On Sun, Nov 30, 2014 at 7:27 PM, Ethan Furman <ethan@stoneleaf.us> wrote:
I think that's doable -- assuming I'm remembering correctly the slightly weird class vs. instance lookup rules for special methods, you can write a module subclass like class GetAttrModule(types.ModuleType): def __getattr__(self, name): return self.__dict__["__getattr__"](name) and then use ctypes hacks to get it into sys.modules[__name__]. -n -- Nathaniel J. Smith Postdoctoral researcher - Informatics - University of Edinburgh http://vorpus.org

On 11/30/2014 03:41 PM, Terry Reedy wrote:
My understanding of one of the use-cases was being able to issue warnings about deprecated attributes, which would be most effective if a backport could be written for current versions. -- ~Ethan~

On Sun, 30 Nov 2014 11:15:50 -0800 Guido van Rossum <guido@python.org> wrote:
builtins are typically found by first looking up in the current globals (module) scope, failing, and then falling back on __builtins__. Depending on how much overhead is added to the "failing" step, there /might/ be a performance difference. Of course, that would only occur wherever a __getattr__ hook is defined. Regards Antoine.

On Sun, Nov 30, 2014 at 1:12 PM, Antoine Pitrou <solipsis@pitrou.net> wrote:
The builtins lookup process never does a module attribute lookup -- it only does dict lookups. So it would not be affected by a module __getattr__ hook (unless we were to use dict proxies, which Nathaniel already rejected). @Nathaniel: perhaps you could get what you want without any C code changes using the approach of Brett's LazyLoader? -- --Guido van Rossum (python.org/~guido)

On Sun, Nov 30, 2014 at 2:54 AM, Guido van Rossum <guido@python.org> wrote:
You need to allow overriding __dir__ as well for tab-completion, and some people wanted to use the properties API instead of raw __getattr__, etc. Maybe someone will want __getattribute__ semantics, I dunno. So since we're *so close* to being able to just use the subclassing machinery, it seemed cleaner to try and get that working instead of reimplementing bits of it piecewise. That said, __getattr__ + __dir__ would be enough for my immediate use cases. -n
-- Nathaniel J. Smith Postdoctoral researcher - Informatics - University of Edinburgh http://vorpus.org

On Sun, Nov 30, 2014 at 11:29 AM, Nathaniel Smith <njs@pobox.com> wrote:
Hm... I agree about __dir__ but the other things feel too speculative.
That would really be option 1, right? It's the one that looks cleanest from the user's POV (or at least from the POV of a developer who wants to build a framework using this feature -- for a simple one-off use case, __getattr__ sounds pretty attractive). I think that if we really want option 1, the issue of PyModuleType not being a heap type can be dealt with.
That said, __getattr__ + __dir__ would be enough for my immediate use cases.

------------------------------

§ **WORK TO COMPLETE**
- a) Answer these questions using the module __getattr__ discussion above, one line per answer, marked (i), (ii), (iii) as the questions are:
(i) What kind of lookups does the builtins lookup process perform?
(ii) What must also be overridable to support tab-completion?
(iii) What use case involving deprecated attributes is mentioned?
- b) Turn the paragraph beginning "You need to allow overriding __dir__" in the module __getattr__ discussion into a short bulleted list that keeps its main points.
- c) Extend the module __getattr__ discussion from where it stops.

------------------------------

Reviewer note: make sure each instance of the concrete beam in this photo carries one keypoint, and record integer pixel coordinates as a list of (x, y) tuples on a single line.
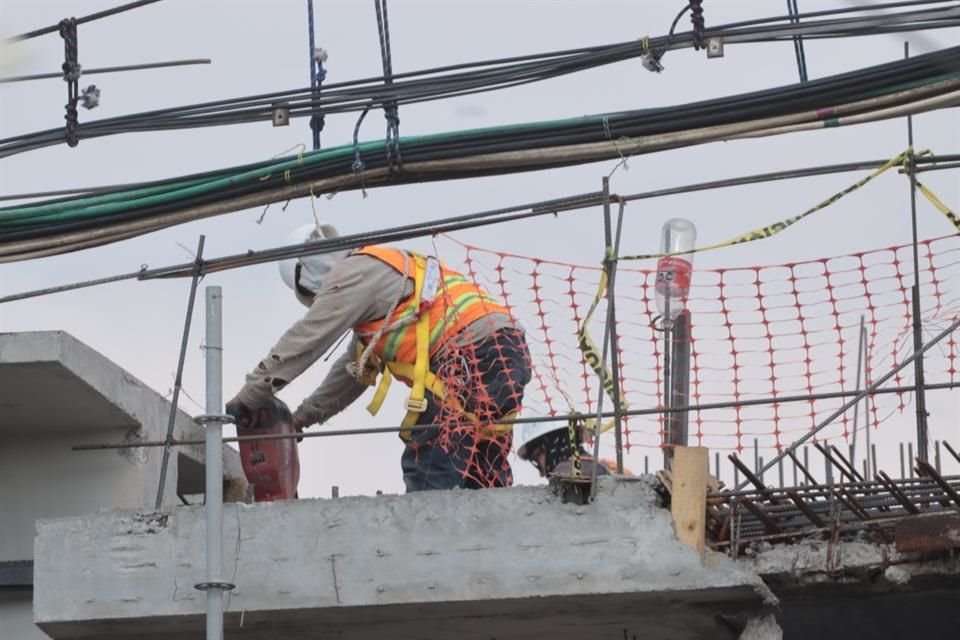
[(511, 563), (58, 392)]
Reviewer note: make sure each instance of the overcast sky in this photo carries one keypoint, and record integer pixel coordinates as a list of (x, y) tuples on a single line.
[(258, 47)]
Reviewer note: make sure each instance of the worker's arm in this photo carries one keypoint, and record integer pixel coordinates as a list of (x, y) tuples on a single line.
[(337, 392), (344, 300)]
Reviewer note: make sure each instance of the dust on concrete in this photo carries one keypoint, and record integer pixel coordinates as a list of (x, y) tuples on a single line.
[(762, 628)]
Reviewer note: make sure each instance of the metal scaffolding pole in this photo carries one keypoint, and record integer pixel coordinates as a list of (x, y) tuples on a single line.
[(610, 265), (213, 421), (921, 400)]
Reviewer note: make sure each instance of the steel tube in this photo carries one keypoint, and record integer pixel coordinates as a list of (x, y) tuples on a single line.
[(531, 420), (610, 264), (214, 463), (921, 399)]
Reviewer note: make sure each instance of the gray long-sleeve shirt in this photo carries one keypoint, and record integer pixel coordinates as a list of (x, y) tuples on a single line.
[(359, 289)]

------------------------------

§ **RESPONSE LIST**
- a)
(i) Only dict lookups, never a module attribute lookup.
(ii) __dir__.
(iii) Issuing warnings about deprecated attributes, which would be most effective if a backport could be written for current versions.

- b)
- Overriding __dir__ must also be allowed, for tab-completion.
- Some people wanted the properties API instead of raw __getattr__, and someone might want __getattribute__ semantics.
- Since the subclassing machinery is so close to usable, getting it working seemed cleaner than reimplementing parts of it piecewise.
- __getattr__ plus __dir__ would be enough for the writer's immediate use cases.

- c)
Perhaps it would be a good exercise to try and write the "lazy submodule import"(*) use case three ways: (a) using only CPython 3.4; (b) using __class__ assignment; (c) using customizable __getattr__ and __dir__. I think we can learn a lot about the alternatives from this exercise. I presume there's already a version of (a) floating around, but if it's been used in practice at all, it's probably too gnarly to serve as a useful comparison (though its essence may be extracted to serve as such). FWIW I believe all proposals here have a big limitation: the module *itself* cannot benefit much from all these shenanigans, because references to globals from within the module's own code are just dictionary accesses, and we don't want to change that. (*) I originally wrote "lazy import", but I realized that messing with the module class object probably isn't the best way to implement that -- it requires a proxy for the module that's managed by an import hook. But if you think it's possible, feel free to use this example, as "lazy import" seems a pretty useful thing to have in many situations. (At least that's how I would do it. And I would probably add some atrocious hack to patch up the importing module's globals once the module is actually loaded, to reduce the cost of using the proxy over the lifetime of the process. -- --Guido van Rossum (python.org/~guido)

On Sun Nov 30 2014 at 3:55:39 PM Guido van Rossum <guido@python.org> wrote:
Start at https://hg.python.org/cpython/file/64bb01bce12c/Lib/importlib/util.py#l207 and read down the rest of the file. It really only requires changing __class__ to drop the proxy and that's done immediately after the lazy import. The approach also occurs *after* the finder so you don't get ImportError for at least missing a file.

On Sun, Nov 30, 2014 at 8:54 PM, Guido van Rossum <guido@python.org> wrote:
Options 1-4 all have the effect of making it fairly simple to slot an arbitrary user-defined module subclass into sys.modules. Option 1 is the cleanest API though :-).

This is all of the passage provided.